*** EXCERPTED DATA ***

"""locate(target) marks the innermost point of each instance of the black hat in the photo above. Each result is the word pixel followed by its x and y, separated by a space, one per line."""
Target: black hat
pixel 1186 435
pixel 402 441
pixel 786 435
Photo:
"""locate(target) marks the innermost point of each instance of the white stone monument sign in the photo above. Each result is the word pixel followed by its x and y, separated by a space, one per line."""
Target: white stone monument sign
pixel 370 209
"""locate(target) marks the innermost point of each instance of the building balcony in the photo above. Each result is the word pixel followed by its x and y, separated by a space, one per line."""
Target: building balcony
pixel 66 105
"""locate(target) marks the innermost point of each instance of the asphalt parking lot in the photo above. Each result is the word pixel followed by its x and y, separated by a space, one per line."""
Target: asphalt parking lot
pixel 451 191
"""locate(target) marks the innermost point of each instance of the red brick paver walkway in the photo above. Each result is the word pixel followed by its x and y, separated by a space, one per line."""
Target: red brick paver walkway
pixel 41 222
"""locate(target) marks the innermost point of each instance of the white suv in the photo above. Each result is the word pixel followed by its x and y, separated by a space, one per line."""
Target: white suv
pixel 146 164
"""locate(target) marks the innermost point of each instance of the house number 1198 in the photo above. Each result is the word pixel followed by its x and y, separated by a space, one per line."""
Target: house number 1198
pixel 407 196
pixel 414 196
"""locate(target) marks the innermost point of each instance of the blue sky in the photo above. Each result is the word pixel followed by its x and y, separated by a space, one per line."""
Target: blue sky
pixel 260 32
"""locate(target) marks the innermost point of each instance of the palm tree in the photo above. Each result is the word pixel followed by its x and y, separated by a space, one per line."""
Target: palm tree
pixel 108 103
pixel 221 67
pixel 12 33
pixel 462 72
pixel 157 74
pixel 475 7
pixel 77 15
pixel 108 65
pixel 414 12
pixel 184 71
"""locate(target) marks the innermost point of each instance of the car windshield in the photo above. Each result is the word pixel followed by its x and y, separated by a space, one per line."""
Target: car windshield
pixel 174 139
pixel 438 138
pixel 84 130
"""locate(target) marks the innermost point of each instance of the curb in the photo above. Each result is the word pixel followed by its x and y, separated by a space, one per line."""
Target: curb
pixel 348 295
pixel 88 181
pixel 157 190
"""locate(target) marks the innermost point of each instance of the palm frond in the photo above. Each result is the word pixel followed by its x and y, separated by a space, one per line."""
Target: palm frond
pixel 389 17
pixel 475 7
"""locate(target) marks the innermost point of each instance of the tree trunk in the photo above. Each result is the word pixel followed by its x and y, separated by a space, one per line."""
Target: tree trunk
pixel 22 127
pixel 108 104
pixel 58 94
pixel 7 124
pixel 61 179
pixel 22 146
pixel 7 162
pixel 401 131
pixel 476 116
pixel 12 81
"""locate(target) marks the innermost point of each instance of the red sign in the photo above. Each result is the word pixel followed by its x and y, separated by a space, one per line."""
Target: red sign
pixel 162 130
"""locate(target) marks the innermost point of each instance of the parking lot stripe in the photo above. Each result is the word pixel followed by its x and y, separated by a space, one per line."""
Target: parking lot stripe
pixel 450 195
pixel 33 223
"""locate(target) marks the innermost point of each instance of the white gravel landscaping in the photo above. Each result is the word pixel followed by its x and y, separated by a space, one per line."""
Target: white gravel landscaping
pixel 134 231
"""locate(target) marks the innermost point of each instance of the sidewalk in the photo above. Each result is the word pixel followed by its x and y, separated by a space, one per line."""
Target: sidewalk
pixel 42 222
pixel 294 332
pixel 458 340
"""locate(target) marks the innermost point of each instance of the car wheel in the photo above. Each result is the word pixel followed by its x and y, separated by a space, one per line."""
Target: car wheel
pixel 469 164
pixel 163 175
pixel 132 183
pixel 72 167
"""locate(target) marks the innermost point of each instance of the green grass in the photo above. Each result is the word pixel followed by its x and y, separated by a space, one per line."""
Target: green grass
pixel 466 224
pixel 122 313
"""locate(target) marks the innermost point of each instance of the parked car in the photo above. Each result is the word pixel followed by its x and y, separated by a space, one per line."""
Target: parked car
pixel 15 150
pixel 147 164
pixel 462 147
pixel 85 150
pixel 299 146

*** End of EXCERPTED DATA ***

■ THE TASK ■
Copy the lines above exactly, leaving every word as it is.

■ WRITTEN RESPONSE ■
"""locate(target) marks the innermost point of each instance of the black hat in the photo above. Each result is the word pixel followed by its x and y, separated by a space, one per line."""
Target: black hat
pixel 1186 435
pixel 402 441
pixel 786 435
Photo:
"""locate(target) marks the innermost point of each instance of the white stone monument sign in the photo above. Each result is the word pixel followed by its x and y, separated by a space, one per line."""
Target: white stone monument sign
pixel 370 209
"""locate(target) marks the innermost point of each instance of the building balcony in the photo above. Each result is the word pixel followed by its x and y, separated by a space, one per line."""
Target: building balcony
pixel 66 105
"""locate(target) marks the innermost point of each instance of the asphalt parking lot in the photo above. Each result is the word pixel followed by its x and y, separated by a space, one per line."""
Target: asphalt parking lot
pixel 451 191
"""locate(target) marks the innermost point of each instance of the red brick paver walkway in the photo above. Each result is the word pixel followed by its x and y, separated by a space, one per line."""
Target: red brick paver walkway
pixel 41 222
"""locate(target) marks the innermost point of each instance of the white suv in the photo above. Each result is the word pixel followed by its x and y, separated by a space, one per line."""
Target: white suv
pixel 146 164
"""locate(target) marks the innermost point of each instance of the house number 1198 in the photo above. Each result is the word pixel followed by its x and y, separated by a space, one per line."""
Target: house number 1198
pixel 407 196
pixel 414 196
"""locate(target) marks the innermost point of each instance of the blue sky in the photo above. Each result is the word pixel followed by its x and y, separated by a space, one per line."""
Target: blue sky
pixel 260 32
"""locate(target) marks the innermost point of each instance of the palm tree in the photo above. Each result is the word pixel followed by its x and y, separated by a space, one per line."""
Target: palm tree
pixel 108 103
pixel 221 67
pixel 12 33
pixel 462 72
pixel 157 74
pixel 475 7
pixel 77 15
pixel 108 65
pixel 414 12
pixel 184 71
"""locate(target) marks the innermost point of each instance of the car windshield in the photo above. Each result is the word pixel followed by its x and y, separated by a space, one per line."""
Target: car windshield
pixel 174 139
pixel 438 138
pixel 84 130
"""locate(target) marks the innermost point of each instance of the curb in the photo above. Each result is the word pixel followed by its x and y, separated by a space, one per line."""
Target: curb
pixel 348 295
pixel 88 181
pixel 157 190
"""locate(target) marks the innermost point of each instance of the palm frond in the photo above. Each result is the word pixel followed by its x and y, separated by a space, one per line."""
Target: palm frond
pixel 389 17
pixel 475 7
"""locate(target) marks the innermost point of each instance of the tree trunk in the photo above. Each result is the word pixel followed by its x and y, separated by a space, one per line."""
Target: tree trunk
pixel 22 127
pixel 108 104
pixel 58 94
pixel 7 124
pixel 61 179
pixel 22 146
pixel 7 162
pixel 401 131
pixel 476 116
pixel 12 81
"""locate(target) marks the innermost point of each instance of the red sign in the photo above. Each result is the word pixel followed by its x and y, separated by a space, one per line."""
Target: red sign
pixel 162 130
"""locate(target) marks the innermost point of each instance of the parking lot stripe in the photo above. Each result is the word pixel followed by its x and y, separated by a space, one per line."""
Target: parking lot stripe
pixel 450 195
pixel 33 223
"""locate(target) marks the innermost point of each instance of the white gravel landscaping in the photo above. Each result is the word pixel followed by its x and y, separated by a space, one per line."""
Target: white gravel landscaping
pixel 134 231
"""locate(target) marks the innermost point of each instance of the sidewalk in the photo above. Each result is the word pixel followed by its x and y, separated by a space, one per line."""
Target: sidewalk
pixel 42 222
pixel 294 332
pixel 458 340
"""locate(target) marks the innermost point of each instance of the car wheel in the photo above. Each result is the word pixel followed by its x and y, separated by a space, one per line."""
Target: car wheel
pixel 469 164
pixel 163 175
pixel 132 183
pixel 72 167
"""locate(target) marks the innermost point of each instance of the green grass in the photo above. Each result is the word pixel followed by its x and y, separated by a space, one per line."""
Target: green grass
pixel 466 224
pixel 122 313
"""locate(target) marks the innermost point of each instance of the parked car in the photo above. Each result is the word pixel followed by its x and y, separated by a space, one per line."""
Target: parked car
pixel 15 150
pixel 147 164
pixel 462 147
pixel 85 150
pixel 299 146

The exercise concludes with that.